Page:
April 28, 2002

The Beginnings Of The Downside Slide

Currently Listening To :: Same Shit, Different Day :: Jaguar Wright

I can't shake this feeling that something isn't quite right...

The last few days have been a sine curve of compacted proportions, and if I could mathematically describe it I would, but I think the best way to think of it is a that the height tends towards infinity on both the positive and negative planes, while the number of oscillations is packed tighter than the strands on a double helix.

Does that make sense?

Emotions and insecurities come to the forefront, and then out of nowhere, someone else appears. I'm offered a job interview where I thought I had none.

I don't understand it, so...

I'm at peace with my situation; good friends are there to console me. And then I get targeted by speed cameras on a double demerit point weekend. Not to sound flippant, but it's not the money. It's not the demerit point loss. It's the nagging I'm going to get from my family unit until...

Then

I'm glad to see an old friend, with whom I share a strange relationship with. That attraction is there, but we've been missing that little something to push us to something more. We end up drinking, mildly flirting and talking ourselves into a melancholy rut.

I leave.

Pumping club music, and I have just the right amount of alchohol in the bloodstream to make me feel like I can dance on the podium like no-one's watching. And I do. I leave the club satisfied, but then a friend brings some news that sends my mind racing. Suddenly, Maxwell's Lonely's The Only Company is my only company, and I have the urge to go and sing Jay songs until my lungs collapse at Karaoke.

Supplied material:

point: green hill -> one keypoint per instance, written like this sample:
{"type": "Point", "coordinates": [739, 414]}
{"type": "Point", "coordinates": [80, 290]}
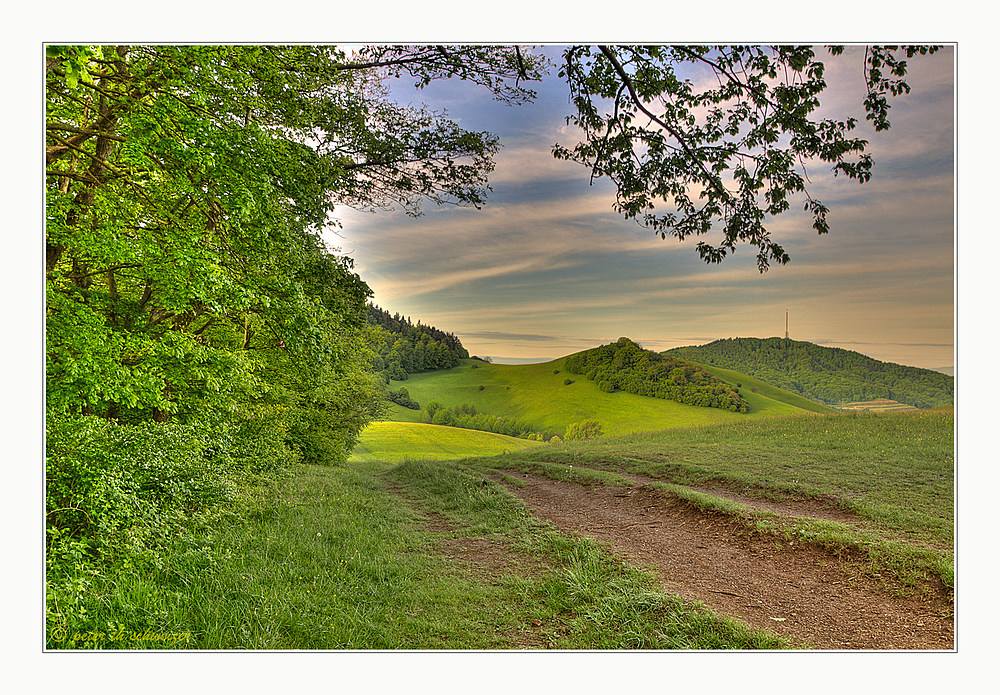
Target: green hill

Objectives:
- a) Sum up the blog post about a few up-and-down days in two sentences.
- b) Go on with the blog post about a few up-and-down days, starting right after its final sentence.
The listing isn't needed for anything here.

Responses:
- a) The writer describes the last few days as a tightly packed run of extreme highs and lows, from a surprise job interview offer to getting caught by speed cameras on a double demerit point weekend. After a melancholy night of drinking and mild flirting with an old friend, and then a satisfying night of dancing at a club, news from a friend sends the writer's mind racing.

- b)
Wait...no I don't.

I'm far from home, I'm driving with a mind full of sad thoughts, and it's 4am. Nothing seems to be going the way I want it to.

And I realise that I've been here before..and I'm tripping with nowhere to unpack my thoughts.

April 25, 2002

It's Just Another Lazy Thursday...

Currently Listening To :: Affirmation :: Savage Garden

It's Anzac day today in the O-Z, so that means public holiday! I wrote a little something for work on Anzac Day, so hopefully it'll come out next week...I caught a bit of the parade from my Trinitron this morning, but lazing in the sun in the outside alcove in my pjs, munching on a scone and drinking my milo, I couldn't help bu think how good life is. Not to rub salt for those who aren't having such a great day when you read this, but you have to know it's not often when the little things in life come to the fore, so when they do, you have to appreciate them for all they're worth.

I was at a great free party (an oxymoron in today's world) last night in the city, and it was a big get-together, with everyman and his best friend there. Unfortunately, I couldn't make it to this other party I was meant to go to; well, I did make it, but there was no one to get us in...Still, it was a good night on the whole though, even if I got a bit cranky towards the end...sleep people, sleep. Rolling out of bed today, it was nice to know that I had the whole day off, and well, so does everyone else. Even though I'm at home studying for midsessions today, it's just nice to feel that holiday vibe.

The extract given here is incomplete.